▶ **MATERIAL**
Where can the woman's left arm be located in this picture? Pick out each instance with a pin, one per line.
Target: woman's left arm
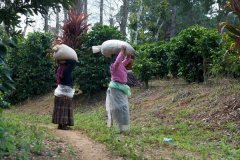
(127, 60)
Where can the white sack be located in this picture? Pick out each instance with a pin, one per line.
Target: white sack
(64, 52)
(109, 47)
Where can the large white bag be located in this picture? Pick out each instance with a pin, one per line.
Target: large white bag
(110, 47)
(64, 52)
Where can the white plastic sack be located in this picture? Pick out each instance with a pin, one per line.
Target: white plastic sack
(64, 52)
(109, 47)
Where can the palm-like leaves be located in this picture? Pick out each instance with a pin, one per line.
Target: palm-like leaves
(233, 31)
(74, 28)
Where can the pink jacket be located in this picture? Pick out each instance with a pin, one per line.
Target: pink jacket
(118, 70)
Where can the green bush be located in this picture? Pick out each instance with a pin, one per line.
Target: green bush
(191, 53)
(157, 52)
(92, 71)
(33, 71)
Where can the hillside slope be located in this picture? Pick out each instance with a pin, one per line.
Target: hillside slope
(202, 120)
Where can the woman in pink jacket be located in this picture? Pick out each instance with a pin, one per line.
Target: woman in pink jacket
(118, 91)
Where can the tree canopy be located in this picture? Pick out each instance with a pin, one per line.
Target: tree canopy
(10, 11)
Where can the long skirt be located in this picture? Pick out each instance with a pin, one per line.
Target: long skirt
(117, 109)
(63, 111)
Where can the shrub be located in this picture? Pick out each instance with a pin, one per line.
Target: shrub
(92, 71)
(191, 53)
(33, 71)
(157, 52)
(145, 67)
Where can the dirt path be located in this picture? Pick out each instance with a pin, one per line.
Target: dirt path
(88, 149)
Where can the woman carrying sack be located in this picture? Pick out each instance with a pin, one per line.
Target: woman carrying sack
(63, 111)
(118, 91)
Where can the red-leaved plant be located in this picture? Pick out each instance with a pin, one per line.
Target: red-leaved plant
(74, 28)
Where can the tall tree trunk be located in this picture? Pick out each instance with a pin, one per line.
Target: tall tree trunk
(124, 18)
(138, 21)
(159, 29)
(65, 12)
(26, 25)
(173, 21)
(85, 6)
(57, 22)
(46, 20)
(79, 6)
(101, 12)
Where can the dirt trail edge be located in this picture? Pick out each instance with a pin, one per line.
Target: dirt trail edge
(88, 149)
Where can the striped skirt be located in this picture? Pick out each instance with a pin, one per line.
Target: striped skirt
(117, 109)
(63, 111)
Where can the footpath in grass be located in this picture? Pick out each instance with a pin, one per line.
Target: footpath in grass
(173, 110)
(202, 121)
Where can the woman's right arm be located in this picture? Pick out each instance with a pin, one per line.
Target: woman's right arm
(119, 58)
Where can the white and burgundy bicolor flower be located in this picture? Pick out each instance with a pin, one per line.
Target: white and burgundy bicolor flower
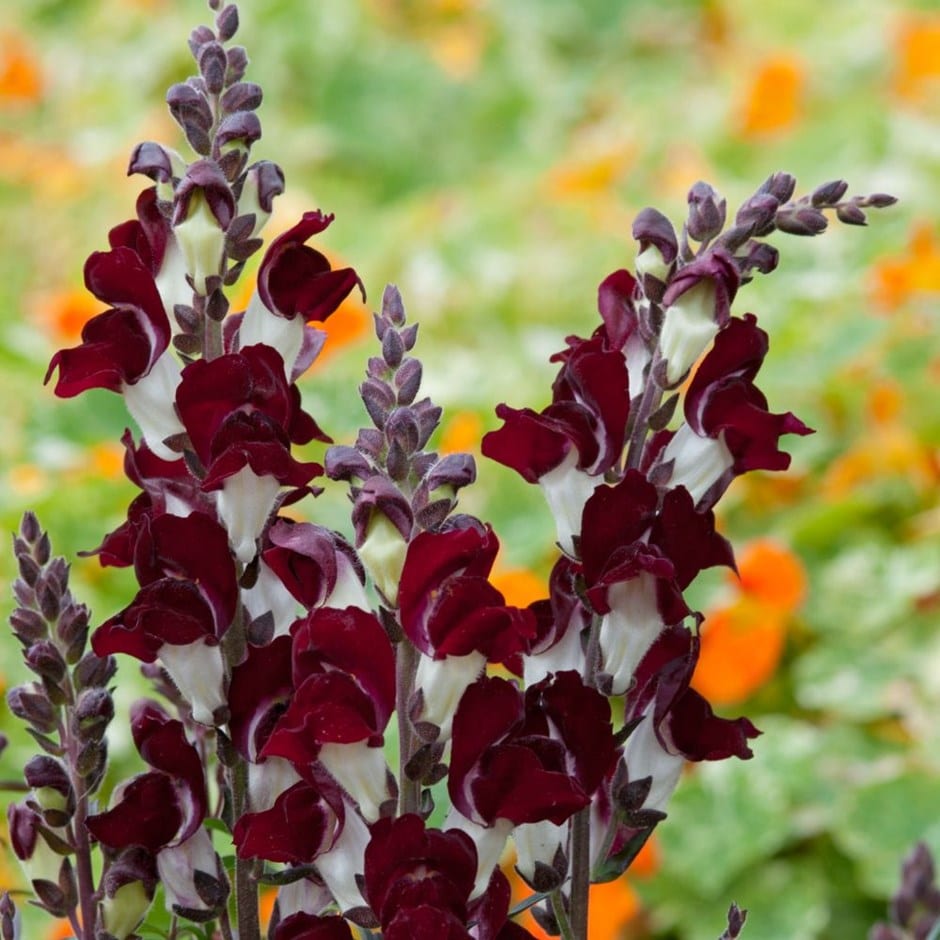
(675, 723)
(455, 617)
(575, 439)
(524, 758)
(728, 429)
(242, 415)
(420, 882)
(186, 602)
(163, 810)
(296, 286)
(640, 551)
(343, 671)
(124, 349)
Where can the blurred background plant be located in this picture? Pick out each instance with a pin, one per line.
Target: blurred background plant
(489, 158)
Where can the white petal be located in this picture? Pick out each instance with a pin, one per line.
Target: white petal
(361, 771)
(150, 403)
(442, 683)
(700, 462)
(567, 489)
(630, 628)
(197, 671)
(646, 757)
(245, 502)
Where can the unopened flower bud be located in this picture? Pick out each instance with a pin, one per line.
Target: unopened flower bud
(383, 554)
(706, 212)
(44, 658)
(31, 704)
(93, 713)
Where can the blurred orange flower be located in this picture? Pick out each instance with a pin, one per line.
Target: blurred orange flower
(897, 278)
(743, 641)
(889, 448)
(917, 50)
(773, 101)
(20, 73)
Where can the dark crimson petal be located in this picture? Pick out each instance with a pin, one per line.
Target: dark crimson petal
(613, 517)
(407, 864)
(515, 785)
(615, 304)
(301, 926)
(431, 559)
(163, 744)
(194, 548)
(489, 710)
(249, 380)
(303, 556)
(295, 279)
(114, 351)
(148, 814)
(258, 694)
(327, 707)
(528, 443)
(301, 825)
(425, 923)
(147, 235)
(722, 398)
(581, 716)
(699, 734)
(352, 641)
(689, 537)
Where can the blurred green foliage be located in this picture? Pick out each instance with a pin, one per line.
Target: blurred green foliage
(488, 157)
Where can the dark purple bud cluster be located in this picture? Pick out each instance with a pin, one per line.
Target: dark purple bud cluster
(67, 710)
(388, 468)
(914, 911)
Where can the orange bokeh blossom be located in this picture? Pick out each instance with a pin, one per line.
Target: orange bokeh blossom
(743, 640)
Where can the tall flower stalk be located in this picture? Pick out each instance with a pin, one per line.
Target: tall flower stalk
(330, 701)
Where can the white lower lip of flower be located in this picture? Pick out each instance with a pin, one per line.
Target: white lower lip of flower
(302, 896)
(383, 554)
(244, 503)
(489, 840)
(197, 671)
(629, 629)
(268, 595)
(285, 335)
(125, 910)
(150, 403)
(361, 771)
(338, 867)
(442, 683)
(348, 591)
(688, 328)
(176, 865)
(645, 756)
(566, 490)
(268, 780)
(699, 462)
(565, 654)
(537, 842)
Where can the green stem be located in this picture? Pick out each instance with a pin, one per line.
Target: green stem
(246, 887)
(580, 872)
(409, 791)
(561, 915)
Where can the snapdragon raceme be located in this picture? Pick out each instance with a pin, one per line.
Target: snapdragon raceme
(364, 724)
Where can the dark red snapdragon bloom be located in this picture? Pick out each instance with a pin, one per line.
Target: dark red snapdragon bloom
(455, 617)
(165, 806)
(185, 604)
(675, 723)
(344, 694)
(728, 429)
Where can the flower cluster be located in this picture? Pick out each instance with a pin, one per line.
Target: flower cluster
(332, 691)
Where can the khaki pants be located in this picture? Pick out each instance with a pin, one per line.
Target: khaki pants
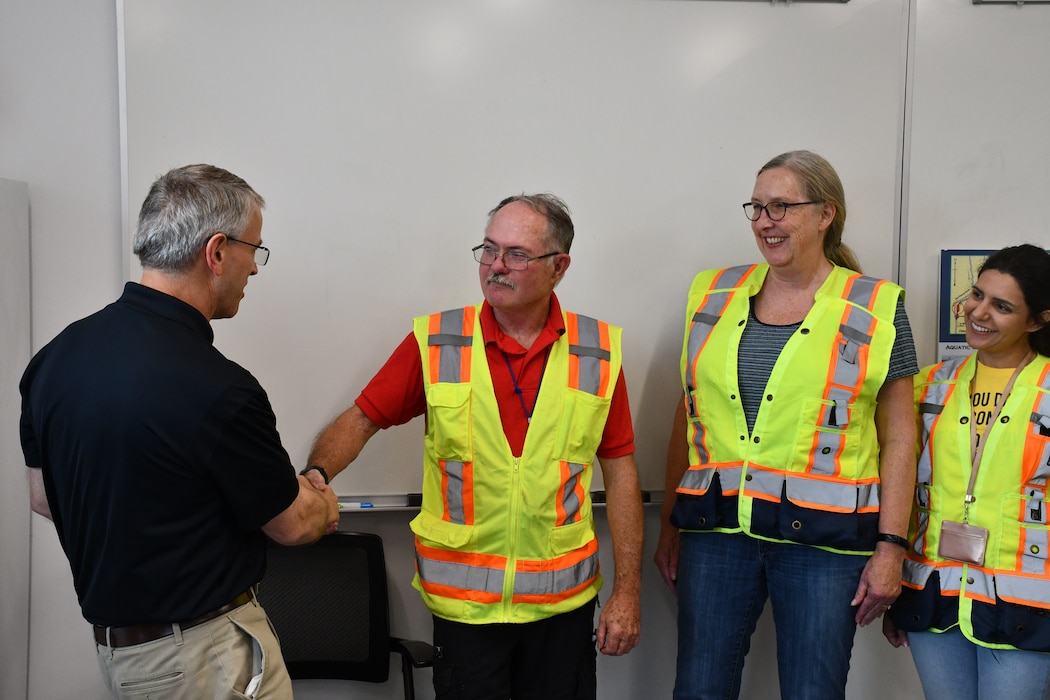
(217, 660)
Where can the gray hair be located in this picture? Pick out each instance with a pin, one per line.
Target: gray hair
(185, 208)
(560, 230)
(820, 183)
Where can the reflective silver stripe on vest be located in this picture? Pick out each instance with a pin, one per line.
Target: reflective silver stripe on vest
(452, 341)
(570, 502)
(558, 580)
(1041, 425)
(454, 492)
(1023, 589)
(463, 576)
(699, 480)
(918, 573)
(590, 353)
(843, 496)
(845, 380)
(704, 320)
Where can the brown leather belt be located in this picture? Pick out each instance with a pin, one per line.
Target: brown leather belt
(140, 634)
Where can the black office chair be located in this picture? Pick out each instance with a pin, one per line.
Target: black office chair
(328, 602)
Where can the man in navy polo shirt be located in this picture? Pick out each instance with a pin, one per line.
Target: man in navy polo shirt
(159, 459)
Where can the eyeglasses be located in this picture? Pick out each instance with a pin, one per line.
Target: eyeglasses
(775, 210)
(513, 259)
(261, 254)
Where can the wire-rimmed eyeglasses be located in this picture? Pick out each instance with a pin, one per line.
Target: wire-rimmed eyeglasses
(513, 259)
(261, 253)
(775, 210)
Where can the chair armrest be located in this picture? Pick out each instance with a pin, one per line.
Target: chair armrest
(419, 653)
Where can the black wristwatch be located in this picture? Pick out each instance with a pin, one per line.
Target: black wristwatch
(320, 469)
(895, 539)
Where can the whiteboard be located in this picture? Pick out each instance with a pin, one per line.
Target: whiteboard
(381, 133)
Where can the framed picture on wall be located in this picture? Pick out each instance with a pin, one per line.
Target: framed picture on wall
(959, 273)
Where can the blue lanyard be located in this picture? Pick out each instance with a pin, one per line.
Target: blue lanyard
(518, 389)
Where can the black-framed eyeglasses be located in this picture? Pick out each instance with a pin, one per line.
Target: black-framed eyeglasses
(261, 253)
(775, 210)
(513, 259)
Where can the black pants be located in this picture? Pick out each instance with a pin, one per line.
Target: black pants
(550, 659)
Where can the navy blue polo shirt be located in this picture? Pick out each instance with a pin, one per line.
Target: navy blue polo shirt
(161, 461)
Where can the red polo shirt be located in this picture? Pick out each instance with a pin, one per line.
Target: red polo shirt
(395, 395)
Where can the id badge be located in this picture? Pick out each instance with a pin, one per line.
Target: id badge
(961, 542)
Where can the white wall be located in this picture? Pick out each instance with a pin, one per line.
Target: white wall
(59, 132)
(974, 69)
(14, 515)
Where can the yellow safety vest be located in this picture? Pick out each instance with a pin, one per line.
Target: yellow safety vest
(1004, 603)
(809, 472)
(501, 538)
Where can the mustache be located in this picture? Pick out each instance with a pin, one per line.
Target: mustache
(501, 279)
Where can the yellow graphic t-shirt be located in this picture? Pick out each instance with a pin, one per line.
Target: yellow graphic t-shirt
(986, 390)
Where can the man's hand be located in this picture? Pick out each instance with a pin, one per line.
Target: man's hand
(880, 582)
(620, 624)
(667, 555)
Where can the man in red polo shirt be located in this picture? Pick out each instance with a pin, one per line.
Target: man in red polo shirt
(520, 397)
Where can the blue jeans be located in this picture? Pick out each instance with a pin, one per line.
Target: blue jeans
(723, 580)
(952, 667)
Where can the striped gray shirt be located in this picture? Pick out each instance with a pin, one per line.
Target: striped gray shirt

▶ **OBJECTIVE**
Using the material above, extract the line that contains "Where can the white wall" and every line after it, exactly as given; stop at the last line.

▶ **FULL OUTPUT**
Where can the white wall be located in this picture? Pick out each instance with a pin, one per line.
Target: white wall
(59, 132)
(974, 69)
(14, 515)
Where can the yellow safety vest be located in this picture? Pick out each instance with a pin, one per line.
Target: yellow safety vest
(1004, 603)
(809, 472)
(501, 538)
Where can the mustache be located in this picture? Pick out each instance with a pin, one per line.
Target: mustache
(501, 279)
Where can the yellow graphic t-shirt be located in this picture? Pick out each instance with a pin, one per line.
Target: yellow graphic t-shirt
(986, 390)
Where can the man's hand be located in this picture? Pick out each instance with a pin, one per line.
Target: man's hand
(880, 582)
(620, 624)
(667, 555)
Where can the man in red polo shirt be located in this picture? Pick out each instance with a pin, one per line.
Target: man in red polo shirt
(520, 397)
Where can the blue jeans be located in this picture? Pick out each instance with a pin, one per line.
Target: blue jeans
(723, 580)
(952, 667)
Where can the striped gray shirt be located in this picture? Pick out each instance with a pin, one per line.
Target: striped gray shirt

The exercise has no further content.